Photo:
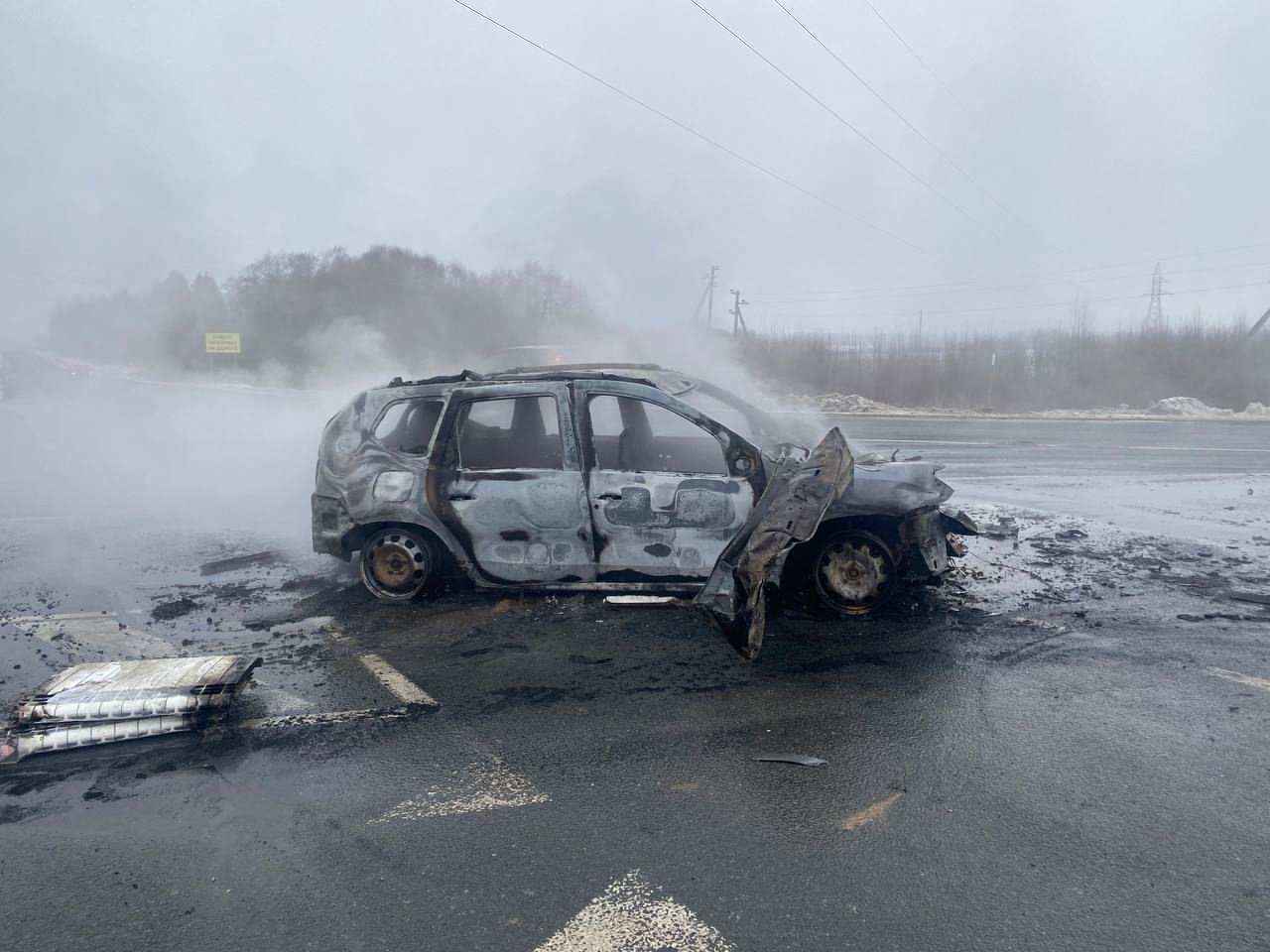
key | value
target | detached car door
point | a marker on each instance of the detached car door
(509, 485)
(668, 488)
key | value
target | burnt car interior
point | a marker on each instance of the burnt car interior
(511, 433)
(630, 435)
(408, 425)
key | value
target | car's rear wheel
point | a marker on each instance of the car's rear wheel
(853, 572)
(395, 563)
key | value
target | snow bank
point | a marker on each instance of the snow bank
(1171, 408)
(1187, 407)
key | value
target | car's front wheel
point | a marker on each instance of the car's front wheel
(395, 563)
(853, 572)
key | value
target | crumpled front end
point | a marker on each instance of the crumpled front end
(788, 513)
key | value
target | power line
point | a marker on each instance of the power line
(905, 293)
(1025, 306)
(1017, 277)
(703, 137)
(913, 54)
(825, 105)
(899, 116)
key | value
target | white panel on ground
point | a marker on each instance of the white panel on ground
(486, 784)
(633, 915)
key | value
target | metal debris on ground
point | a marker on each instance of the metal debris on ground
(1006, 529)
(109, 701)
(801, 760)
(1071, 534)
(645, 601)
(227, 565)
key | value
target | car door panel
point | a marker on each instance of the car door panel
(520, 525)
(652, 525)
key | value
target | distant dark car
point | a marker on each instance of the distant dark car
(615, 479)
(32, 372)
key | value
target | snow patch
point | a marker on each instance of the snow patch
(1185, 407)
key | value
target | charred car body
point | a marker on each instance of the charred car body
(617, 479)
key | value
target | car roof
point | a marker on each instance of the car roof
(668, 381)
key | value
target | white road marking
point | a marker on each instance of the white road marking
(326, 717)
(488, 784)
(870, 812)
(402, 687)
(1264, 684)
(633, 915)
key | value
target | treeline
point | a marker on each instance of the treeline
(286, 304)
(1069, 367)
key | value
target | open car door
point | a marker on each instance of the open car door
(789, 512)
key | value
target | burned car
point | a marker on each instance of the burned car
(626, 477)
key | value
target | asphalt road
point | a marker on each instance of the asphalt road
(1003, 447)
(1039, 756)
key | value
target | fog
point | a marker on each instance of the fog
(1080, 145)
(153, 137)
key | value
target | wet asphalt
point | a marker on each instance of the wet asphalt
(1065, 748)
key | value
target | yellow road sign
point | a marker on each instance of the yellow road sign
(222, 343)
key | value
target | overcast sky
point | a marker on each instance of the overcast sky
(145, 137)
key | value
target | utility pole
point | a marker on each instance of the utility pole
(1155, 308)
(711, 284)
(738, 321)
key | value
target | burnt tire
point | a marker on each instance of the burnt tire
(853, 572)
(395, 563)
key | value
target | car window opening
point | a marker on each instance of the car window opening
(511, 433)
(630, 434)
(408, 425)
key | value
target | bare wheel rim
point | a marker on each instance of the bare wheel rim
(395, 565)
(855, 572)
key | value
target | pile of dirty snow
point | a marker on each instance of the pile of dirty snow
(1185, 407)
(851, 404)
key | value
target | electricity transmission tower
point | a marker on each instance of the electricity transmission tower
(707, 295)
(738, 321)
(1155, 309)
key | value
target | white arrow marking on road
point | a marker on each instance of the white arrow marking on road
(402, 687)
(1241, 678)
(633, 915)
(481, 785)
(870, 812)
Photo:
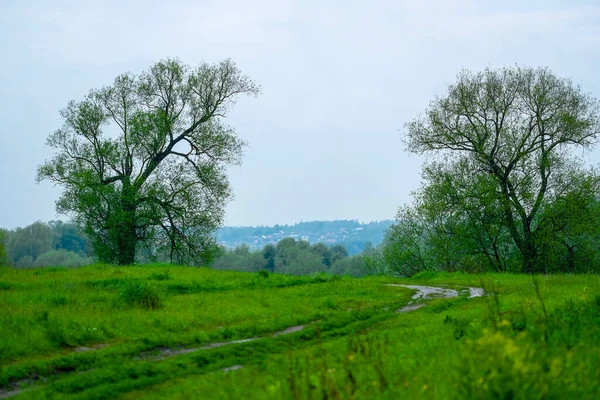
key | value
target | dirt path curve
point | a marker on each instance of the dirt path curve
(434, 292)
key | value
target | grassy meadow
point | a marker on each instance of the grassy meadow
(159, 331)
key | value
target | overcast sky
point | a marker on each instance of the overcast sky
(339, 81)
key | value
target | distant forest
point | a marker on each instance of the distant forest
(352, 234)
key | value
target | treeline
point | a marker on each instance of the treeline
(504, 188)
(40, 244)
(351, 233)
(296, 257)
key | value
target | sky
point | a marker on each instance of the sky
(339, 79)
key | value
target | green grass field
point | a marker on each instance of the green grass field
(150, 332)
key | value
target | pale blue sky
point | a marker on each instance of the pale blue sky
(339, 79)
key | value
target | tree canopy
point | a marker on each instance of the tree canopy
(501, 144)
(142, 161)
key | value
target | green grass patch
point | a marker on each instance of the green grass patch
(102, 332)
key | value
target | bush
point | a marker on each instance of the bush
(61, 258)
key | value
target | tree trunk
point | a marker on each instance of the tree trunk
(127, 235)
(531, 262)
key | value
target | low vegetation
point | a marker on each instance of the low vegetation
(104, 332)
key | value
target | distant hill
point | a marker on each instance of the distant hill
(351, 233)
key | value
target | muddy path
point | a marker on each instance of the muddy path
(420, 297)
(424, 293)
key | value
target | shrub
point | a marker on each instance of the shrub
(62, 258)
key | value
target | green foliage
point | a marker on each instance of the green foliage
(158, 185)
(61, 258)
(26, 244)
(137, 293)
(71, 333)
(4, 261)
(502, 193)
(293, 257)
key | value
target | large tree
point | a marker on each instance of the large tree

___

● **WHAT THE TASK ASKS**
Retype everything in the material word for word, minus pictures.

● **EXERCISE RESPONSE**
Photo:
key | value
target | detached car door
point | a marker on each instance of the detached car door
(509, 485)
(668, 488)
key | value
target | burnt car interior
point | a marker on each instance of the burnt car interior
(511, 433)
(630, 435)
(408, 425)
key | value
target | car's rear wheel
point | a marker on each instance of the car's rear wheel
(853, 572)
(395, 563)
key | value
target | snow bank
point | a marker on each instance of the snow bank
(1171, 408)
(1187, 407)
key | value
target | car's front wheel
point | a marker on each instance of the car's front wheel
(395, 563)
(853, 572)
key | value
target | crumpled front end
point | a marker on each instance of the crumpled front end
(788, 513)
key | value
target | power line
point | a marker on each instance of the power line
(905, 293)
(1025, 306)
(1017, 277)
(703, 137)
(913, 54)
(825, 105)
(899, 116)
key | value
target | white panel on ground
point | a marker on each instance of the white panel on ground
(486, 784)
(633, 915)
key | value
target | metal debris on ground
point | a marker on each instance of the metal debris on ground
(1006, 529)
(109, 701)
(801, 760)
(1071, 534)
(645, 601)
(227, 565)
key | value
target | car door panel
point | a marker on each instance of the car door panel
(520, 525)
(652, 525)
key | value
target | distant dark car
point | a marker on each instance of the distant dark car
(615, 479)
(32, 372)
key | value
target | snow patch
point | a marker on each instance of the snow patch
(1185, 407)
key | value
target | charred car body
point | a marker on each instance of the charred car body
(617, 479)
key | value
target | car roof
point | a marker on each instance of the car roof
(668, 381)
key | value
target | white road marking
point | a marker on each instance of the white road marking
(326, 717)
(488, 784)
(870, 812)
(402, 687)
(1264, 684)
(633, 915)
key | value
target | treeline
point | a marker on each instance of the treeline
(286, 304)
(1069, 367)
key | value
target | open car door
point | a marker on each instance of the open car door
(789, 512)
key | value
target | burned car
point | a marker on each instance of the burned car
(626, 477)
key | value
target | asphalt road
point | a marker on each instance of the asphalt road
(1003, 447)
(1039, 756)
key | value
target | fog
point | a marker on each instance of the fog
(1080, 145)
(153, 137)
key | value
target | wet asphalt
point | a marker on each instance of the wet asphalt
(1065, 748)
key | value
target | yellow road sign
point | a marker on each instance of the yellow road sign
(222, 343)
key | value
target | overcast sky
point | a marker on each instance of the overcast sky
(145, 137)
key | value
target | utility pole
point | a marker on each instance of the utility pole
(1155, 308)
(711, 284)
(738, 321)
key | value
target | burnt tire
point | a marker on each instance of the burnt tire
(853, 572)
(395, 563)
key | value
target | car window opening
point | a marker on each instance of the car window opening
(511, 433)
(630, 434)
(408, 425)
key | value
target | bare wheel rim
point | a marker on each instance of the bare wheel rim
(395, 565)
(855, 572)
key | value
target | pile of dirty snow
point | a marker on each instance of the pile of dirty snow
(1185, 407)
(851, 404)
key | value
target | electricity transmission tower
point | a marker on each instance of the electricity transmission tower
(707, 295)
(738, 321)
(1155, 309)
key | value
target | white arrow marking on road
point | a marker on each instance of the white arrow marking on road
(402, 687)
(1241, 678)
(633, 915)
(481, 785)
(870, 812)
Photo:
key | value
target | dirt path curve
point | a marker on each instance of the dirt path curve
(434, 292)
key | value
target | grassy meadow
point | a marker on each instance of the grassy meadow
(159, 331)
key | value
target | overcast sky
point | a marker on each instance of the overcast sky
(339, 81)
key | value
target | distant forest
point | a marker on each instance of the distant forest
(352, 234)
key | value
target | treeline
point | a marker on each instance of the treeline
(504, 188)
(40, 244)
(351, 233)
(296, 257)
key | value
target | sky
point | a marker on each instance of the sky
(339, 79)
key | value
target | green grass field
point | a marker on each instance of the green grass field
(150, 332)
key | value
target | pale blue sky
point | a marker on each instance of the pale blue sky
(339, 79)
key | value
target | tree canopy
point | a marker on each instance of the tree canopy
(501, 144)
(142, 161)
key | value
target | green grass patch
point | a marker on each instance of the green grass patch
(102, 332)
key | value
target | bush
point | a marker on each instance of the bush
(61, 258)
key | value
target | tree trunk
point | a marker on each instance of the tree trunk
(127, 235)
(531, 262)
key | value
target | low vegetation
point | a marker on each instance of the low vegetation
(104, 332)
key | value
target | distant hill
point | a marker on each instance of the distant hill
(351, 233)
key | value
target | muddy path
point | a marker on each instance of the muddy path
(420, 297)
(424, 293)
key | value
target | shrub
point | a marker on each instance of the shrub
(62, 258)
key | value
target | green foliage
point | a marker on each instance of the green foliage
(158, 185)
(61, 258)
(26, 244)
(137, 293)
(71, 333)
(4, 261)
(502, 193)
(293, 257)
key | value
target | large tree
point | a marker on each instance of the large tree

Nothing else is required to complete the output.